__Brief__: Gather every line in the records below that contains the string "sunglasses", and copy each one out in full.

__Records to use__:
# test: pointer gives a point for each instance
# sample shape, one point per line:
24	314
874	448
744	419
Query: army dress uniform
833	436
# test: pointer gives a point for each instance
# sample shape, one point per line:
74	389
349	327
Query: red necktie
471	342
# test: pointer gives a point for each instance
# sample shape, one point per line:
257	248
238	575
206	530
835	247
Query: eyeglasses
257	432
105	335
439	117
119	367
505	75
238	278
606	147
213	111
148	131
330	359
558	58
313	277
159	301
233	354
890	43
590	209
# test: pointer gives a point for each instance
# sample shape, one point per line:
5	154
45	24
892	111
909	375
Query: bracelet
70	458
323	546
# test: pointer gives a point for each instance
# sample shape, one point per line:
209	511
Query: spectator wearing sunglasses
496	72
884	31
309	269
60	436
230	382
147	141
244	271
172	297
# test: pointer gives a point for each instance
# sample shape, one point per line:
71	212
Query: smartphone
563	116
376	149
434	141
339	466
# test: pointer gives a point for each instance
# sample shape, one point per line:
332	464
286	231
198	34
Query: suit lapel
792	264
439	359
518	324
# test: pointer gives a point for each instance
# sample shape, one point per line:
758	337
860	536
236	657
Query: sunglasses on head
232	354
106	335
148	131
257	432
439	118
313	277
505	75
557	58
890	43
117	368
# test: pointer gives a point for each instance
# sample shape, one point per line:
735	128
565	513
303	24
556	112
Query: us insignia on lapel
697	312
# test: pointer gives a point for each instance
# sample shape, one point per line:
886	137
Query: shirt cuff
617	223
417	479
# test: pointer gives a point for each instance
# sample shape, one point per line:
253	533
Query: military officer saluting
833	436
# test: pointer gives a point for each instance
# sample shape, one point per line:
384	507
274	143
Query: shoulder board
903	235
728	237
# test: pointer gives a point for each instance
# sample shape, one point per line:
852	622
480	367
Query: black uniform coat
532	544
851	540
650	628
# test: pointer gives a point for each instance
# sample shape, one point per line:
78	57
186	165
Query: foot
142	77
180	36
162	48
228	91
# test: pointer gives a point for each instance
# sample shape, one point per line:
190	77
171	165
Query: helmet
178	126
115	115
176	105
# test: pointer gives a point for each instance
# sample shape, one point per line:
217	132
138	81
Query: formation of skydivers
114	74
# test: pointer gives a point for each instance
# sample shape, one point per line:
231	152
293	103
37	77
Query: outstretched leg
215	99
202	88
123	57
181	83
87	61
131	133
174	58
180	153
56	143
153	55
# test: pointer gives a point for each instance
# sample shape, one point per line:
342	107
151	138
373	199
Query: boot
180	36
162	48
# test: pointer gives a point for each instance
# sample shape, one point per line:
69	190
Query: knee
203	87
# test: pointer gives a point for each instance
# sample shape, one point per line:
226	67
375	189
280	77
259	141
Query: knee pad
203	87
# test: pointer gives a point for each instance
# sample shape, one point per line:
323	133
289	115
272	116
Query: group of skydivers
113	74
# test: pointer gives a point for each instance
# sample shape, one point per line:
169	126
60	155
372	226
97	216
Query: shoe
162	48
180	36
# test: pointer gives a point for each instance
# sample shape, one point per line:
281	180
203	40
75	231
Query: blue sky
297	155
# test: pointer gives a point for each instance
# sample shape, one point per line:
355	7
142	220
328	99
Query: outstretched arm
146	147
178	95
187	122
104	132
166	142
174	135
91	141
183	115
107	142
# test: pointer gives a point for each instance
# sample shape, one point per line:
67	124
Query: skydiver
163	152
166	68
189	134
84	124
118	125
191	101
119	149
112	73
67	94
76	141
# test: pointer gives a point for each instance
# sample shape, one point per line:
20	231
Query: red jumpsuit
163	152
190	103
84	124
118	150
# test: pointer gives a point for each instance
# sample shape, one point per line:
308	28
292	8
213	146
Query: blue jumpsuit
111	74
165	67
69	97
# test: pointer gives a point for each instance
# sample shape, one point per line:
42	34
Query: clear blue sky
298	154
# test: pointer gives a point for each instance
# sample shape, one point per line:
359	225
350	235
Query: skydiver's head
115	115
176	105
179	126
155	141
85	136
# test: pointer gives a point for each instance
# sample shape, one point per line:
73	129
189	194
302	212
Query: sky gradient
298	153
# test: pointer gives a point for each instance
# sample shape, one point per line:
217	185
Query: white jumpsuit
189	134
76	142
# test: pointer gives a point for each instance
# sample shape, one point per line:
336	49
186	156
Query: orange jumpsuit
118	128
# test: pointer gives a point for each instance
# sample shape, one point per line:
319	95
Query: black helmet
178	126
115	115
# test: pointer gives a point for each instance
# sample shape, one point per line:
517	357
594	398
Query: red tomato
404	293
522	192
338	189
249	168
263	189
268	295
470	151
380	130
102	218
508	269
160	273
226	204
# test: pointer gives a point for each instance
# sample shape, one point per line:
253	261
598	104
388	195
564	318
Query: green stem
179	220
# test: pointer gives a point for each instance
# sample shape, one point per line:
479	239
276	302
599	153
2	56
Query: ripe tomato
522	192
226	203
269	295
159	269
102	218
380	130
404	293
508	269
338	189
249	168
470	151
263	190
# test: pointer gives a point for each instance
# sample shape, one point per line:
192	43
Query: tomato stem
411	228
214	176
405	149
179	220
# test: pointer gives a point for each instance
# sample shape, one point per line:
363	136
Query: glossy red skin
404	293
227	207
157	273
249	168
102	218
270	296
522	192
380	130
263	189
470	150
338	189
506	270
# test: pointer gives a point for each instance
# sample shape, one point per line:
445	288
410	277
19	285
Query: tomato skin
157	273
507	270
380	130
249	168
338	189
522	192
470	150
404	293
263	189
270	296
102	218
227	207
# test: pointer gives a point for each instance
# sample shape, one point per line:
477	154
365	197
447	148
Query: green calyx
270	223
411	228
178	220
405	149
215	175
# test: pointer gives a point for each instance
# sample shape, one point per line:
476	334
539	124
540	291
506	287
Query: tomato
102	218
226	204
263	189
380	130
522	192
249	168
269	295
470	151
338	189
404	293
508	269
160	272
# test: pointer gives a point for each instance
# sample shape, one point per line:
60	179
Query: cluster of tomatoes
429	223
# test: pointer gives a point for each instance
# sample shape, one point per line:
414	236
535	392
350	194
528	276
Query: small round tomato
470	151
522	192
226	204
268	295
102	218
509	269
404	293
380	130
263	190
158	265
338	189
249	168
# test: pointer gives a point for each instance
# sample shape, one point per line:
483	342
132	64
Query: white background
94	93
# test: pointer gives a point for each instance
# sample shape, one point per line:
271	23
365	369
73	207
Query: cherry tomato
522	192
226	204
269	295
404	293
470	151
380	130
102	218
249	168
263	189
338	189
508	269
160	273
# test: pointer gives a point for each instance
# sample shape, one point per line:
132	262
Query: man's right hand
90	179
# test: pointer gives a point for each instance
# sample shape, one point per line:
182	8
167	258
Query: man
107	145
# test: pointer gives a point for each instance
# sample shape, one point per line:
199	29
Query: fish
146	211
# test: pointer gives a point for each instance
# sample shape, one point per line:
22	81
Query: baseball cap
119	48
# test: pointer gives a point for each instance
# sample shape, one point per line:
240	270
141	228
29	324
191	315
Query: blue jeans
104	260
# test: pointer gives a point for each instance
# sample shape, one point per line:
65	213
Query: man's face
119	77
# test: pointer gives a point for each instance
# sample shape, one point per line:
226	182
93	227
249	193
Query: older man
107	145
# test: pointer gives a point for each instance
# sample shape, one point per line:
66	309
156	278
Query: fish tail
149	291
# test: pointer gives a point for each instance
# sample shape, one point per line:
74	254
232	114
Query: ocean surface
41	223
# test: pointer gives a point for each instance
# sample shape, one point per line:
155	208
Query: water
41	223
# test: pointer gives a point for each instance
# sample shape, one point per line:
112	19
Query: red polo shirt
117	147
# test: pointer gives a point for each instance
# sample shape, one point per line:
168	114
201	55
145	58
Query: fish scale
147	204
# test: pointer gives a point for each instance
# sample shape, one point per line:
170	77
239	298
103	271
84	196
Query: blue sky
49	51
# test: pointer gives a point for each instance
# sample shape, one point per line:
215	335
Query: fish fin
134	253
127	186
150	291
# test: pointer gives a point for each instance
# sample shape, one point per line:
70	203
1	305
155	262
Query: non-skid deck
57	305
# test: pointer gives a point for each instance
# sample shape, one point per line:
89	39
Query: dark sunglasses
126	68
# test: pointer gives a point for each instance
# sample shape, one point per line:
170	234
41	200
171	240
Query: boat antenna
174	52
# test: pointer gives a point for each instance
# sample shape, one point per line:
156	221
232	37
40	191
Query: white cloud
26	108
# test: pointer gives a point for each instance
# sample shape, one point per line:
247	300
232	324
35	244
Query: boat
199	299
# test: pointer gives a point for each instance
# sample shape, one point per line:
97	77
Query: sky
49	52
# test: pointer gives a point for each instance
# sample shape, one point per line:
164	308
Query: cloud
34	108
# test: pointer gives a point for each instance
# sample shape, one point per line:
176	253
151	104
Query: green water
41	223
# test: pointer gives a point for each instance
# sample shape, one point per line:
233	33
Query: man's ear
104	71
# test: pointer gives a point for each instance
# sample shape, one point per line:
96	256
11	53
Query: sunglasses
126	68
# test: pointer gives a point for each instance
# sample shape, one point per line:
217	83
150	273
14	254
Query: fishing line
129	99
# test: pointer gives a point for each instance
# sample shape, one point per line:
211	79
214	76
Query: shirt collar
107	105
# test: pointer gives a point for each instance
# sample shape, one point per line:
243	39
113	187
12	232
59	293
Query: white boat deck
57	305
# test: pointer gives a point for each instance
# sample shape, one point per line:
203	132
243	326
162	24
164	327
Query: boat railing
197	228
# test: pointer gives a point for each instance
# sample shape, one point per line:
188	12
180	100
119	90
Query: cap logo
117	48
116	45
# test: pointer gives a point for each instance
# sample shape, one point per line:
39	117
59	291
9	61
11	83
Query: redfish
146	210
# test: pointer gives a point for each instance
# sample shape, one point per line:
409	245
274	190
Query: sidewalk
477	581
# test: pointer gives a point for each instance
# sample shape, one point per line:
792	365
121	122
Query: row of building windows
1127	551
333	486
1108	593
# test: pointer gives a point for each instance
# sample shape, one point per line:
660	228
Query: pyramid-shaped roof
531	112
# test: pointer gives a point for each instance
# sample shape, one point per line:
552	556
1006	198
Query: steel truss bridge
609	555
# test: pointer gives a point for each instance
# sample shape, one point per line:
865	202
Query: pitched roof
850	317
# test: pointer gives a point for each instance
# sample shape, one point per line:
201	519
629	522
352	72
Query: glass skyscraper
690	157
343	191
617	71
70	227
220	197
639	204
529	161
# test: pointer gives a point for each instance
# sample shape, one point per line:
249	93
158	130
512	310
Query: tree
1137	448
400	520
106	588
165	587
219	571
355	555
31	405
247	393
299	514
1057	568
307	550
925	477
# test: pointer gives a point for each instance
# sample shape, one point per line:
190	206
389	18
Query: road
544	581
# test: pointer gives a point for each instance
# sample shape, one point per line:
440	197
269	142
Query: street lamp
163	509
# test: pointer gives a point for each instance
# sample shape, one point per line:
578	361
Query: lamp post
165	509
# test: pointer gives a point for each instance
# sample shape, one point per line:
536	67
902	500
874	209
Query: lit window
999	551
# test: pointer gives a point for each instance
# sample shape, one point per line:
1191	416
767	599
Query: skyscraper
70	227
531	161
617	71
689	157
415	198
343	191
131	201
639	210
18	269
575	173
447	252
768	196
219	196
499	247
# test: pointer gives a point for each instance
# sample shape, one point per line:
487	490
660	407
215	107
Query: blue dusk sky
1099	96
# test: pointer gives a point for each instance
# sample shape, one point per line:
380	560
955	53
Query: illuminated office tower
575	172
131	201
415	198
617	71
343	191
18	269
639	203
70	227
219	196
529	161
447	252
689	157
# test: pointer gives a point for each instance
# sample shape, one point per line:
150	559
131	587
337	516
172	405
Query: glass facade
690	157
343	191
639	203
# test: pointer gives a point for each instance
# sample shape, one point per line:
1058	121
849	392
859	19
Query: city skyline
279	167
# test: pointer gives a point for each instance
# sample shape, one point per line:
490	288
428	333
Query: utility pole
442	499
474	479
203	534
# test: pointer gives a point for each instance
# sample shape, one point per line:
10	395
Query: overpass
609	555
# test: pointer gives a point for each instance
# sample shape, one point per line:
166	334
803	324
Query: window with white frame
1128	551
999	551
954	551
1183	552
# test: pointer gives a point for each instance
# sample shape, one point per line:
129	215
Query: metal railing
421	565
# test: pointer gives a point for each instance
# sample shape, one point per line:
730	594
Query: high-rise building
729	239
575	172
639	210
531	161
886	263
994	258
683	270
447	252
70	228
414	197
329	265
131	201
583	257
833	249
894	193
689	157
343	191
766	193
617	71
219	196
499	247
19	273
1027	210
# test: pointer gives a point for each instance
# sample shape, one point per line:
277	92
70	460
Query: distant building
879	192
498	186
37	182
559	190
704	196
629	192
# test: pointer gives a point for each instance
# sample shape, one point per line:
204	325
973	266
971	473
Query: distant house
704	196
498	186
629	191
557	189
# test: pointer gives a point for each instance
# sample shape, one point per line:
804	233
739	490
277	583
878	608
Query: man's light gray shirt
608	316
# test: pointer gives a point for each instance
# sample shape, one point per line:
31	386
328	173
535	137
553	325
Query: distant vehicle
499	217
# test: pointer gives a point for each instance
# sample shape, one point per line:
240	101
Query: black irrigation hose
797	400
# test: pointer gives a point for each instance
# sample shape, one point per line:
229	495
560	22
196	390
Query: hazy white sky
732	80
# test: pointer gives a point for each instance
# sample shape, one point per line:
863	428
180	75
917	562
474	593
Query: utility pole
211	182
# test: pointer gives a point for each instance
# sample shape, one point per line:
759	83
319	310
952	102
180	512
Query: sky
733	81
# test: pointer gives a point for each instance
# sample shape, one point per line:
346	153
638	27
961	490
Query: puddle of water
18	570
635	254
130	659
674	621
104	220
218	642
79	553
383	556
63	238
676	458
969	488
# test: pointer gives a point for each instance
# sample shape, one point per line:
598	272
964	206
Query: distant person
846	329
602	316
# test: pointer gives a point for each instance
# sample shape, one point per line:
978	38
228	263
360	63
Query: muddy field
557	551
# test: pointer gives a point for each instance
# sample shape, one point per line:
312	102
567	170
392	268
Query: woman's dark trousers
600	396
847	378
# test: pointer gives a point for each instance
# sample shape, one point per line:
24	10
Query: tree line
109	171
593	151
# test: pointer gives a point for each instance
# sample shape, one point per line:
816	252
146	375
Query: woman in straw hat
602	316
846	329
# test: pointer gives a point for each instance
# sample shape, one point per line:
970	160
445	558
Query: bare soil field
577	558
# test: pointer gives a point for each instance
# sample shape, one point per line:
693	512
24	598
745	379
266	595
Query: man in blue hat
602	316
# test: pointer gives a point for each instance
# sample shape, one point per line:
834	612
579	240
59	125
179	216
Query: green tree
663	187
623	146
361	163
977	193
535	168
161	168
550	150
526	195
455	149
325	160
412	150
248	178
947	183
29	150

__Answer to this exercise__:
Query: spectator wearing sunglasses
Query: sunglasses on head
Query: dark sunglasses
Query: sunglasses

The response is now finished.